***** Available records *****

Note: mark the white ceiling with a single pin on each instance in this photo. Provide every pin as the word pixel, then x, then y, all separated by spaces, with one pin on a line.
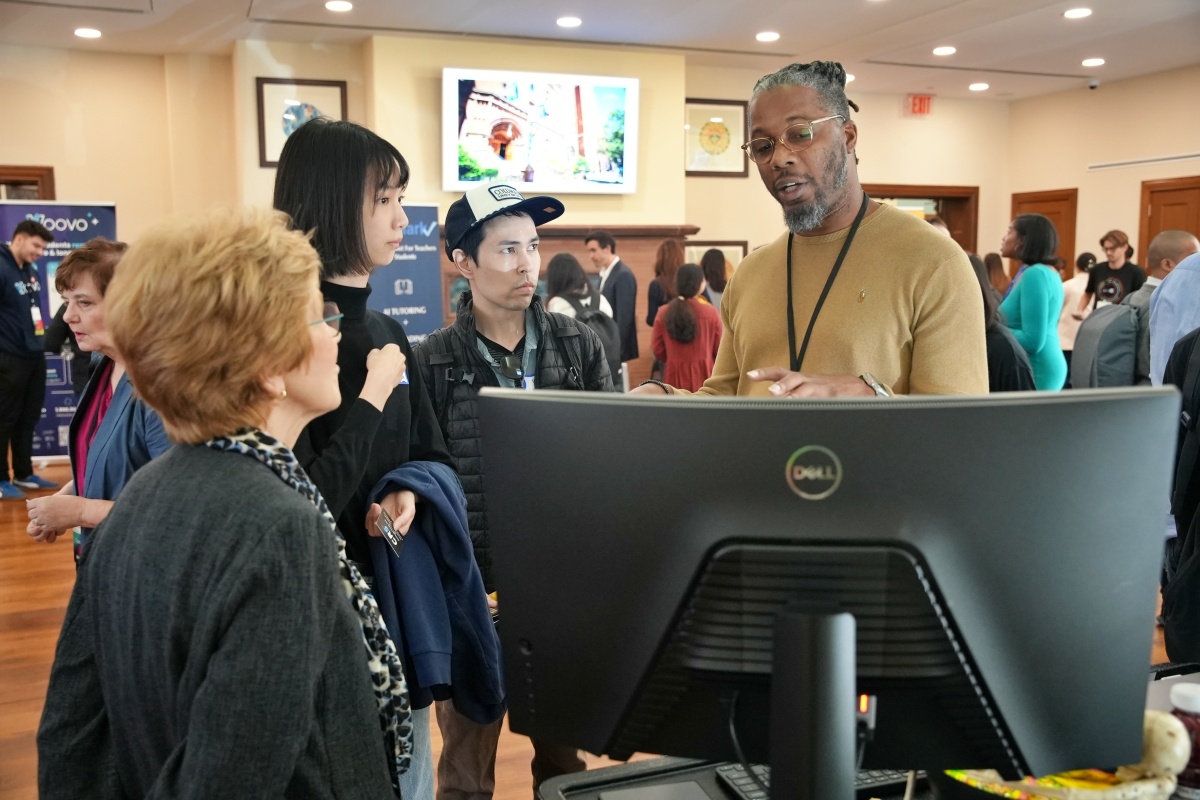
pixel 1020 48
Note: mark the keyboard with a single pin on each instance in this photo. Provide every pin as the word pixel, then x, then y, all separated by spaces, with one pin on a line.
pixel 869 783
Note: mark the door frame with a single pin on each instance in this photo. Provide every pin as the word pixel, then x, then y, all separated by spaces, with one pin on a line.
pixel 970 194
pixel 1147 188
pixel 43 176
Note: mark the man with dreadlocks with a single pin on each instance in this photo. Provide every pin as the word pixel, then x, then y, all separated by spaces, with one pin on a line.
pixel 877 302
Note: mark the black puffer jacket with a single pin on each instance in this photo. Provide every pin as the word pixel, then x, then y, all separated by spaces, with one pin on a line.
pixel 569 356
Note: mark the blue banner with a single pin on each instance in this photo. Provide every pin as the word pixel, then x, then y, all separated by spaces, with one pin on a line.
pixel 72 224
pixel 409 289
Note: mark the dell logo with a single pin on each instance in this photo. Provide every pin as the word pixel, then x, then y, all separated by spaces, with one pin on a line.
pixel 814 473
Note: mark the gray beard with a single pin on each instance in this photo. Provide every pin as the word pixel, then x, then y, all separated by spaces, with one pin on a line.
pixel 810 216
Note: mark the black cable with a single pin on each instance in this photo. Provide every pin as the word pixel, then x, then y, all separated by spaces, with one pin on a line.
pixel 737 745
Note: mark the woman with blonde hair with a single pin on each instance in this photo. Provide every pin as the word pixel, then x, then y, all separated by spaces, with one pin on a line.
pixel 219 643
pixel 113 433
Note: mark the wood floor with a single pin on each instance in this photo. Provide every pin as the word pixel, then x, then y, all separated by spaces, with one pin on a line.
pixel 35 584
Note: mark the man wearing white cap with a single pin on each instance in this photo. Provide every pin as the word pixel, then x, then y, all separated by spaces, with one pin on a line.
pixel 503 337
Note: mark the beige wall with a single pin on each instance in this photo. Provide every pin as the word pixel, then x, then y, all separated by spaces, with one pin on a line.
pixel 1054 138
pixel 963 143
pixel 160 134
pixel 407 110
pixel 153 134
pixel 97 119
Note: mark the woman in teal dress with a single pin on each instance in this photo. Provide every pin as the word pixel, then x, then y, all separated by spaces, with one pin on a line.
pixel 1033 302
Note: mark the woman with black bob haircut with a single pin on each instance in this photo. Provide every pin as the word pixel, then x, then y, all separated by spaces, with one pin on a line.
pixel 713 264
pixel 687 332
pixel 343 185
pixel 1033 302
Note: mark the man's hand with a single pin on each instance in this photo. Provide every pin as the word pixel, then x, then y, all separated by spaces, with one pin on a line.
pixel 385 368
pixel 798 384
pixel 401 507
pixel 649 389
pixel 51 516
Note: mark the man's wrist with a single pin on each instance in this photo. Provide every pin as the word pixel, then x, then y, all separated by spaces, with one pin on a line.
pixel 666 390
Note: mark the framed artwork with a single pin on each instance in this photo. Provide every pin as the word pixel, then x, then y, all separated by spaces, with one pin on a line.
pixel 735 251
pixel 287 103
pixel 714 131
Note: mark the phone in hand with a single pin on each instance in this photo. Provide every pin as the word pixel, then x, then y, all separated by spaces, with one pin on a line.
pixel 387 529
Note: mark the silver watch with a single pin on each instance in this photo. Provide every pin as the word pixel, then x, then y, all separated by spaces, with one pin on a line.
pixel 876 386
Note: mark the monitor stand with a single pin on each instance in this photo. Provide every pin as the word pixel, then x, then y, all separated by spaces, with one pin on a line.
pixel 813 717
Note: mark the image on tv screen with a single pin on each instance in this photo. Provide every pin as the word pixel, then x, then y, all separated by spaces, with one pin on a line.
pixel 544 132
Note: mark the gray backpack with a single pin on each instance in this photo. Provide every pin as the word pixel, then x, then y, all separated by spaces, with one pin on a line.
pixel 1105 348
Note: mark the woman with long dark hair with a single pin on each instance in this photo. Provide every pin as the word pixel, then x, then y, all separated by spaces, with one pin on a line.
pixel 1008 366
pixel 688 332
pixel 1035 299
pixel 663 288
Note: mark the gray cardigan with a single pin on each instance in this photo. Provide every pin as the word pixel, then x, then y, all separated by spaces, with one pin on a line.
pixel 209 650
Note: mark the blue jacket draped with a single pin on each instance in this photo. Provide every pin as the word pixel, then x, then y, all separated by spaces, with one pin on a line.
pixel 432 597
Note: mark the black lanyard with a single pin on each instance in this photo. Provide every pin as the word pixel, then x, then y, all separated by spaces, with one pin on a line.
pixel 798 358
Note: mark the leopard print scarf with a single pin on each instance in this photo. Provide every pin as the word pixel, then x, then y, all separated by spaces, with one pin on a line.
pixel 387 671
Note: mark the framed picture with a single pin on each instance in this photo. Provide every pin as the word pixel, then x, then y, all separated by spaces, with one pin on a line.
pixel 714 132
pixel 287 103
pixel 735 251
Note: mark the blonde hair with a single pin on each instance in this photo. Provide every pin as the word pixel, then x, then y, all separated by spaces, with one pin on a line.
pixel 205 308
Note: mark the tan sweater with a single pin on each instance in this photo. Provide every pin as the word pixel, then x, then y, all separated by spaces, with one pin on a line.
pixel 906 307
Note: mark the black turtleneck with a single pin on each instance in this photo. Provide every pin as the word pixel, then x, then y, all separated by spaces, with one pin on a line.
pixel 348 450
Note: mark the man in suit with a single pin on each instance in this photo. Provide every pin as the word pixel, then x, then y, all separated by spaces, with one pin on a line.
pixel 619 286
pixel 1167 250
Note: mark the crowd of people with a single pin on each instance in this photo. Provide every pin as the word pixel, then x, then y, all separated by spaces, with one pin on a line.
pixel 285 558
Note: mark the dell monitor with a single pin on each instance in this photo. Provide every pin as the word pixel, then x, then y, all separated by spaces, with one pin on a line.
pixel 672 570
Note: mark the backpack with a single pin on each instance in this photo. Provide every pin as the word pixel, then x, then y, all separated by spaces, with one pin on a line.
pixel 604 325
pixel 1181 613
pixel 1105 348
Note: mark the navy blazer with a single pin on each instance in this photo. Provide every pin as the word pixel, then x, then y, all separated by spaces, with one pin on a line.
pixel 127 438
pixel 621 290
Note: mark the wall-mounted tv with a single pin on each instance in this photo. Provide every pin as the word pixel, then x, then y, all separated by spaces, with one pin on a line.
pixel 550 133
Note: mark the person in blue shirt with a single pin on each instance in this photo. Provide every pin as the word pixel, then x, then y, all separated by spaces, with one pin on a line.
pixel 22 360
pixel 1033 302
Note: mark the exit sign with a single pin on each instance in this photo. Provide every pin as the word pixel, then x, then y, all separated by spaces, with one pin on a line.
pixel 919 104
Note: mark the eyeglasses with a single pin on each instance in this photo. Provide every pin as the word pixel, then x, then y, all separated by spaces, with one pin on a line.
pixel 795 137
pixel 333 317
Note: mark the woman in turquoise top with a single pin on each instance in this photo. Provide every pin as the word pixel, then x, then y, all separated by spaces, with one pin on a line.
pixel 1033 302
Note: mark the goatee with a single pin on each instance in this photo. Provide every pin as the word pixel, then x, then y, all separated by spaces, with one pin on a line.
pixel 813 214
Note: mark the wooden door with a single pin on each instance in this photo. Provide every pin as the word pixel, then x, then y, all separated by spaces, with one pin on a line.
pixel 1059 206
pixel 1170 204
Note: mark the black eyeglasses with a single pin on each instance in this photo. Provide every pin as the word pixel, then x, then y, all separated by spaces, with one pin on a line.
pixel 511 367
pixel 333 317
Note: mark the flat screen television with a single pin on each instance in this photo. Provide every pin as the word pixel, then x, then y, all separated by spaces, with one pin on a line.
pixel 544 132
pixel 999 557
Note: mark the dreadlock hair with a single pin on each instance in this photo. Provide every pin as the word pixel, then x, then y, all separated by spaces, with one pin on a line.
pixel 681 319
pixel 827 78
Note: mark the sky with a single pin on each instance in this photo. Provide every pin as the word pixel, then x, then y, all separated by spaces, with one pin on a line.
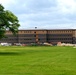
pixel 43 14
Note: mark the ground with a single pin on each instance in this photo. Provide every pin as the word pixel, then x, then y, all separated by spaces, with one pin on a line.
pixel 15 60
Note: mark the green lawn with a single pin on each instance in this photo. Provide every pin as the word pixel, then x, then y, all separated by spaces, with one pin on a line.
pixel 37 61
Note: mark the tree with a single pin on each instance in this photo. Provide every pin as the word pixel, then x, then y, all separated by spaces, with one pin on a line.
pixel 8 21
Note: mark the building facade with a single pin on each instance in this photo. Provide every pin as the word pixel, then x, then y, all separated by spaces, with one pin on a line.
pixel 41 36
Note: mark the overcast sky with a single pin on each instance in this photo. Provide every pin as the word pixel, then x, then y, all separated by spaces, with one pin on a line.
pixel 43 14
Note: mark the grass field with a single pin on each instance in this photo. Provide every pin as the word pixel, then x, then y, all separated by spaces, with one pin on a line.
pixel 37 61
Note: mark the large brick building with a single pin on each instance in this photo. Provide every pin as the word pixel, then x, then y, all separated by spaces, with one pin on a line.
pixel 41 36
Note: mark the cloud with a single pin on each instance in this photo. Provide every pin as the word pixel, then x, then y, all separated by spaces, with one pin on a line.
pixel 43 13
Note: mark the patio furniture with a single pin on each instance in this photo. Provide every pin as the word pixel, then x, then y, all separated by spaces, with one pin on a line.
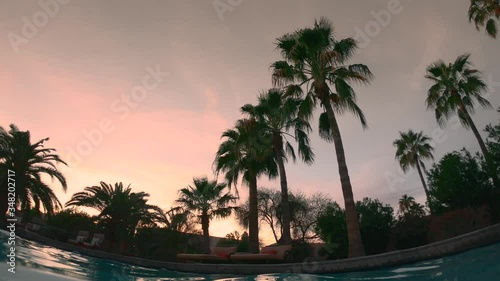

*****

▶ **Problem requirements**: Rewrite the part of the entries above that opens with the line containing "Note: mark the crowd" and closes with the line containing "pixel 813 214" as a numbered list, one line per item and no blank lines. Leave out every line outside that part.

▶ **The completed task**:
1. Note: mark the crowd of people with a single pin on each instance in this photo. Provide every pin as the word pixel, then x, then y, all separated by spaces, with one pin on a line.
2. pixel 285 558
3. Note: mark the dell monitor with a single pin on each instance in this photo. Provide every pin as the word pixel, then x, then y, all separated by spaces, with one pin on a line.
4. pixel 672 570
5. Note: mark the backpack with a single pin on each instance in this photo. Provide every pin as the word pixel, then x, then y, all separated by spaces, with one pin on a line.
6. pixel 604 325
7. pixel 1181 613
8. pixel 1105 348
9. Note: mark the navy blazer with a single pin on each instance in this photo. Provide every pin as the word pixel, then x, then y, all separated by spaces, with one pin on a line.
10. pixel 127 438
11. pixel 621 290
12. Note: mark the wall-mounted tv with a single pin on each instance in this photo. Provide every pin as the word pixel, then x, then y, all separated by spaces, with one pin on a line.
13. pixel 550 133
14. Note: mark the person in blue shirt with a single pin on each instance in this photo. Provide every pin as the word pixel, then x, then y, all separated by spaces, with one pin on a line.
15. pixel 22 360
16. pixel 1033 302
17. Note: mark the exit sign with a single pin on each instance in this photo. Provide every pin as the word pixel, then x, then y, all separated by spaces, with one pin on a line.
18. pixel 919 104
19. Note: mark the eyeglasses with a single pin on each instance in this photo. Provide every pin as the word pixel, then x, then y, all separated by spaces, with one pin on a line.
20. pixel 795 137
21. pixel 333 317
22. Note: mark the woman in turquoise top with a single pin on each instance in this photo. Provide every pin as the word pixel, then x, then y, all separated by spaces, with one pin on a line.
23. pixel 1033 302
24. Note: mark the goatee with a single pin on each instance in this photo. Provide every pin as the word pixel, then x, then y, all separated by spaces, with one pin on a line.
25. pixel 813 214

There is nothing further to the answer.